:: Source document ::
>>>>
This is the main part of the objection;
the rest resolves itself into an assertion that there
is no evidence in support of instinct and embryonic
development being due to memory, and a contention that
the necessity of each particular moment in each particular
case is sufficient to account for the facts without
the introduction of memory.
I will deal with these two last points
briefly first. As regards the evidence in support
of the theory that instinct and growth are due to
a rapid unconscious memory of past experiences and
developments in the persons of the ancestors of the
living form in which they appear, I must refer my
readers to “Life and Habit,” and to the
translation of Professor Hering’s lecture given
in this volume. I will only repeat here that
a chrysalis, we will say, is as much one and the same
person with the chrysalis of its preceding generation,
as this last is one and the same person with the egg
or caterpillar from which it sprang. You cannot
deny personal identity between two successive generations
without sooner or later denying it during the successive
stages in the single life of what we call one individual;
nor can you admit personal identity through the stages
of a long and varied life (embryonic and postnatal)
without admitting it to endure through an endless
series of generations.
The personal identity of successive
generations being admitted, the possibility of the
second of two generations remembering what happened
to it in the first is obvious. The a priori objection,
therefore, is removed, and the question becomes one
of fact—does the offspring act as if it
remembered?
The answer to this question is not
only that it does so act, but that it is not possible
to account for either its development or its early
instinctive actions upon any other hypothesis than
that of its remembering, and remembering exceedingly
well.
<<<<
:: Dataset ::
>>>>
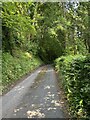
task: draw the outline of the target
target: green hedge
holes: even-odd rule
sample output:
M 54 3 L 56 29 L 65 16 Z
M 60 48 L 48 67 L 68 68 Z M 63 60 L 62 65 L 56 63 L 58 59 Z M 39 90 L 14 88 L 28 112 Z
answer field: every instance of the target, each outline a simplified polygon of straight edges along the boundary
M 62 56 L 55 65 L 62 76 L 71 114 L 90 117 L 90 54 Z
M 29 53 L 19 51 L 14 57 L 9 53 L 2 54 L 2 85 L 3 91 L 21 76 L 31 72 L 42 62 Z

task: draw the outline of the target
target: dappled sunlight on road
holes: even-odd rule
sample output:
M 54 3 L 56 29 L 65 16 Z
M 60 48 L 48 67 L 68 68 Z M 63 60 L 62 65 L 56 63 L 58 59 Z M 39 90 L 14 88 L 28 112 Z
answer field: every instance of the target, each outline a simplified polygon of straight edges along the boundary
M 45 114 L 41 113 L 39 109 L 27 111 L 27 118 L 44 118 Z

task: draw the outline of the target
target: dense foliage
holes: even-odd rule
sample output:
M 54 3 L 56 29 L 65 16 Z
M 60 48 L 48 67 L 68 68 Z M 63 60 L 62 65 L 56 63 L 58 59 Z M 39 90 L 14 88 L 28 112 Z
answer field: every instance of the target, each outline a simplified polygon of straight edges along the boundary
M 90 2 L 3 2 L 1 12 L 3 87 L 58 58 L 73 115 L 89 116 Z
M 90 55 L 62 56 L 55 63 L 72 115 L 90 117 Z
M 16 56 L 9 53 L 3 53 L 2 61 L 2 85 L 3 91 L 8 89 L 8 86 L 15 83 L 23 75 L 31 72 L 38 67 L 42 62 L 40 59 L 33 57 L 28 52 L 17 51 Z

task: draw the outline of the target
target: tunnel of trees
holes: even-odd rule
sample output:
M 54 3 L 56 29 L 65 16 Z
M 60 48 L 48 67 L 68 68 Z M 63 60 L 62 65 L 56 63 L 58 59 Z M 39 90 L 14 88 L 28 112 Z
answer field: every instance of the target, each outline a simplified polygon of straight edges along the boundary
M 1 6 L 3 89 L 40 64 L 61 56 L 89 55 L 90 2 L 3 2 Z M 85 61 L 90 66 L 90 58 Z M 90 67 L 86 70 L 90 91 Z

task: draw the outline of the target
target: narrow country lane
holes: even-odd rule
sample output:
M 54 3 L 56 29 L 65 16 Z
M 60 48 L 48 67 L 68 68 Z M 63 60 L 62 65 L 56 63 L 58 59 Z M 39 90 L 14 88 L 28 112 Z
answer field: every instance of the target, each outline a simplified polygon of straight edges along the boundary
M 36 70 L 3 96 L 3 118 L 65 117 L 60 104 L 60 91 L 54 69 L 48 65 L 44 73 L 38 77 L 41 69 Z

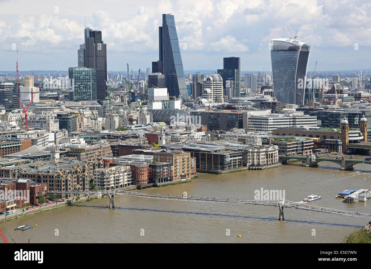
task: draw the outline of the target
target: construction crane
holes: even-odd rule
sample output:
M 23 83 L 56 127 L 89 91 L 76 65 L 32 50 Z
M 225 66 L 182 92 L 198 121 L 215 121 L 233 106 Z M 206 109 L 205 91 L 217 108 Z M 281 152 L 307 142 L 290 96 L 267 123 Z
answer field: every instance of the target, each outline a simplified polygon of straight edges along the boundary
M 139 82 L 139 78 L 140 77 L 140 68 L 139 68 L 139 70 L 138 70 L 138 78 L 137 78 L 137 85 L 135 85 L 135 88 L 137 89 L 138 88 L 138 83 Z
M 37 92 L 37 91 L 39 90 L 39 87 L 40 86 L 40 85 L 41 83 L 40 83 L 39 84 L 39 86 L 37 86 L 37 88 L 36 88 L 36 91 L 35 91 L 34 93 L 32 92 L 32 90 L 31 91 L 31 100 L 28 103 L 28 105 L 27 105 L 27 108 L 25 109 L 24 109 L 24 106 L 23 106 L 23 104 L 21 103 L 21 105 L 22 105 L 22 108 L 23 110 L 22 112 L 24 114 L 24 117 L 26 118 L 26 131 L 28 131 L 28 116 L 27 115 L 27 111 L 28 111 L 28 108 L 30 107 L 30 105 L 33 102 L 33 98 L 35 97 L 35 95 L 36 95 L 36 93 Z
M 314 96 L 314 85 L 313 85 L 314 81 L 313 80 L 314 78 L 314 74 L 316 73 L 316 68 L 317 67 L 317 61 L 316 61 L 316 65 L 314 66 L 314 71 L 312 73 L 312 89 L 313 91 L 313 102 L 314 102 L 315 99 Z M 314 104 L 313 104 L 313 106 L 314 106 Z
M 18 82 L 18 51 L 17 50 L 17 108 L 19 109 L 19 83 Z
M 1 238 L 3 239 L 3 241 L 6 244 L 9 243 L 9 242 L 8 242 L 8 240 L 5 237 L 5 235 L 4 234 L 4 233 L 3 232 L 3 230 L 1 229 L 0 228 L 0 236 L 1 236 Z

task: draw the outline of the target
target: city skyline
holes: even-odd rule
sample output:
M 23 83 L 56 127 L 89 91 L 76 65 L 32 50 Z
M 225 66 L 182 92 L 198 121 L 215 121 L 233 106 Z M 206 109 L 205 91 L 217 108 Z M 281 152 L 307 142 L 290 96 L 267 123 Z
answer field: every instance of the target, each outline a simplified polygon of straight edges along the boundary
M 308 70 L 314 69 L 317 60 L 318 70 L 366 69 L 364 66 L 369 61 L 367 52 L 371 46 L 371 35 L 367 23 L 370 19 L 365 14 L 370 7 L 360 1 L 343 3 L 349 7 L 345 11 L 342 6 L 331 1 L 283 2 L 278 8 L 278 4 L 271 6 L 273 2 L 240 1 L 230 4 L 226 11 L 223 5 L 227 3 L 221 2 L 208 5 L 193 4 L 191 1 L 176 5 L 163 1 L 155 5 L 145 1 L 140 6 L 125 7 L 127 14 L 122 15 L 109 8 L 110 3 L 107 3 L 108 7 L 99 4 L 84 6 L 83 10 L 86 26 L 104 33 L 108 72 L 125 70 L 127 62 L 133 69 L 150 66 L 151 61 L 148 59 L 156 59 L 158 53 L 158 18 L 170 13 L 177 18 L 185 70 L 216 69 L 221 65 L 222 58 L 234 56 L 241 58 L 242 70 L 269 70 L 269 40 L 276 36 L 287 36 L 285 24 L 290 25 L 293 31 L 298 30 L 298 39 L 311 44 Z M 44 5 L 35 10 L 20 5 L 16 14 L 19 20 L 14 22 L 9 3 L 0 3 L 3 8 L 0 10 L 7 12 L 0 12 L 4 48 L 0 52 L 3 60 L 0 69 L 15 69 L 16 50 L 12 49 L 13 44 L 19 51 L 20 70 L 67 70 L 77 66 L 76 50 L 81 44 L 85 28 L 84 17 L 78 12 L 81 4 L 76 3 L 73 10 L 67 8 L 68 2 Z M 301 16 L 288 19 L 285 12 L 289 8 L 294 15 Z M 197 12 L 200 9 L 205 10 L 204 14 Z M 342 17 L 339 23 L 339 16 Z M 339 55 L 348 56 L 346 62 Z

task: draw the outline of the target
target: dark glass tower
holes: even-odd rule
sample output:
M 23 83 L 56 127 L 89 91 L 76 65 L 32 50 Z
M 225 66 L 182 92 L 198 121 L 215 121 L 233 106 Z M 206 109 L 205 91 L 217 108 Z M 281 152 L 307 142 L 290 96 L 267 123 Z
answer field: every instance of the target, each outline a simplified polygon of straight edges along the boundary
M 223 88 L 226 89 L 226 82 L 231 79 L 234 81 L 233 97 L 241 96 L 241 58 L 225 57 L 223 58 L 223 69 L 218 69 L 217 73 L 223 79 Z
M 97 100 L 106 99 L 107 91 L 107 47 L 102 41 L 102 31 L 85 29 L 85 67 L 96 70 Z
M 275 96 L 283 104 L 303 105 L 310 46 L 295 39 L 276 38 L 270 40 L 270 47 Z
M 96 71 L 95 68 L 70 67 L 68 77 L 72 85 L 69 89 L 69 101 L 96 100 Z
M 186 100 L 188 92 L 174 16 L 162 14 L 162 27 L 158 28 L 159 71 L 165 75 L 169 96 Z

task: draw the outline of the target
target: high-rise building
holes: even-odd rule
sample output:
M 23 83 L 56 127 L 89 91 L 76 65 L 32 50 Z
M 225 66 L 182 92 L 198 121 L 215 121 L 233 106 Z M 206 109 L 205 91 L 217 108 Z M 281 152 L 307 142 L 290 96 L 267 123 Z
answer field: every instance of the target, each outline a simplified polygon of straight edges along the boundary
M 162 14 L 162 26 L 158 27 L 158 36 L 159 70 L 165 75 L 169 95 L 176 98 L 180 96 L 182 99 L 186 100 L 188 93 L 173 15 Z
M 200 96 L 202 96 L 202 92 L 204 88 L 202 83 L 204 80 L 204 75 L 198 73 L 193 75 L 193 84 L 191 92 L 194 95 L 193 97 L 196 99 Z
M 270 45 L 275 96 L 283 104 L 303 105 L 310 46 L 287 38 L 272 39 Z
M 102 31 L 85 29 L 85 67 L 96 70 L 98 100 L 106 98 L 107 91 L 107 47 L 102 40 Z
M 357 89 L 358 88 L 358 78 L 353 78 L 352 79 L 352 88 Z
M 223 88 L 229 87 L 229 81 L 234 81 L 233 97 L 241 96 L 241 59 L 240 57 L 226 57 L 223 58 L 223 69 L 218 69 L 217 73 L 223 79 Z
M 71 85 L 69 91 L 70 101 L 96 100 L 96 70 L 86 67 L 70 67 L 68 77 Z
M 250 92 L 256 92 L 256 75 L 253 74 L 245 75 L 245 88 L 250 89 Z
M 148 88 L 164 88 L 165 75 L 159 73 L 148 75 Z
M 80 45 L 80 49 L 77 50 L 77 63 L 79 67 L 85 67 L 85 44 Z
M 33 87 L 33 76 L 30 75 L 24 76 L 24 86 Z
M 152 73 L 158 73 L 158 61 L 152 62 Z
M 223 80 L 220 75 L 214 73 L 208 76 L 204 86 L 205 89 L 202 93 L 204 98 L 210 102 L 223 102 Z

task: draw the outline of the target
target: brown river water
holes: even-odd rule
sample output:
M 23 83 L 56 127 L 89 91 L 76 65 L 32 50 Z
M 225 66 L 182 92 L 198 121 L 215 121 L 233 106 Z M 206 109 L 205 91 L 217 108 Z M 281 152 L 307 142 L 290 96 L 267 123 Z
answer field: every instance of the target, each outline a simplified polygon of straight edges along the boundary
M 200 174 L 191 182 L 139 191 L 177 195 L 186 191 L 194 197 L 254 200 L 255 191 L 263 188 L 285 190 L 289 201 L 301 201 L 315 194 L 322 198 L 311 206 L 371 213 L 371 200 L 348 204 L 335 198 L 345 189 L 371 190 L 371 165 L 360 164 L 352 171 L 341 171 L 339 165 L 329 162 L 320 163 L 318 168 L 297 162 L 218 175 Z M 115 208 L 109 209 L 109 201 L 106 197 L 52 209 L 0 226 L 8 241 L 17 243 L 29 239 L 32 243 L 340 243 L 370 220 L 285 209 L 285 221 L 279 222 L 278 207 L 119 195 L 115 197 Z M 25 231 L 14 230 L 18 226 L 36 224 Z

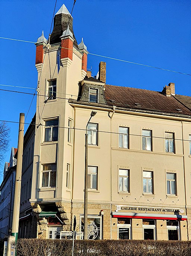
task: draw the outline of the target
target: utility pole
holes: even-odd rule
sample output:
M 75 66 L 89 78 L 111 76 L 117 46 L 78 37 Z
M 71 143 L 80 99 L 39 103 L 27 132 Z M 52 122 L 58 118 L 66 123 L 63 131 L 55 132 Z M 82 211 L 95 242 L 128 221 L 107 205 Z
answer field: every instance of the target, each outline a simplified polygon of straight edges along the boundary
M 24 136 L 24 123 L 25 114 L 20 113 L 19 137 L 18 139 L 18 149 L 17 160 L 15 189 L 15 198 L 13 214 L 13 222 L 11 236 L 14 237 L 12 241 L 16 242 L 18 238 L 19 220 L 19 217 L 20 201 L 21 198 L 21 177 L 22 175 L 22 154 L 23 151 L 23 141 Z M 16 255 L 15 253 L 15 255 Z
M 92 111 L 91 114 L 90 118 L 86 126 L 85 130 L 85 183 L 84 183 L 84 239 L 88 239 L 88 138 L 87 129 L 88 126 L 91 118 L 96 114 L 97 112 Z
<<<<
:: Required tasks ::
1. Answer these questions about the text on instinct and memory above, one line each:
(a) To which two works does the writer refer readers for evidence supporting the theory?
(b) Once the a priori objection is removed, what question of fact remains?
(c) What creature does the writer use as the example of identity between generations?
2. Write out the passage of the text on instinct and memory above, word for word, from "without admitting it" up to and including "remembered?".

:: Answers to the tasks ::
1.
(a) "Life and Habit" and the translation of Professor Hering's lecture given in the same volume.
(b) Whether the offspring acts as if it remembered.
(c) A chrysalis.

2.
without admitting it to endure through an endless
series of generations.
The personal identity of successive
generations being admitted, the possibility of the
second of two generations remembering what happened
to it in the first is obvious. The a priori objection,
therefore, is removed, and the question becomes one
of fact—does the offspring act as if it
remembered?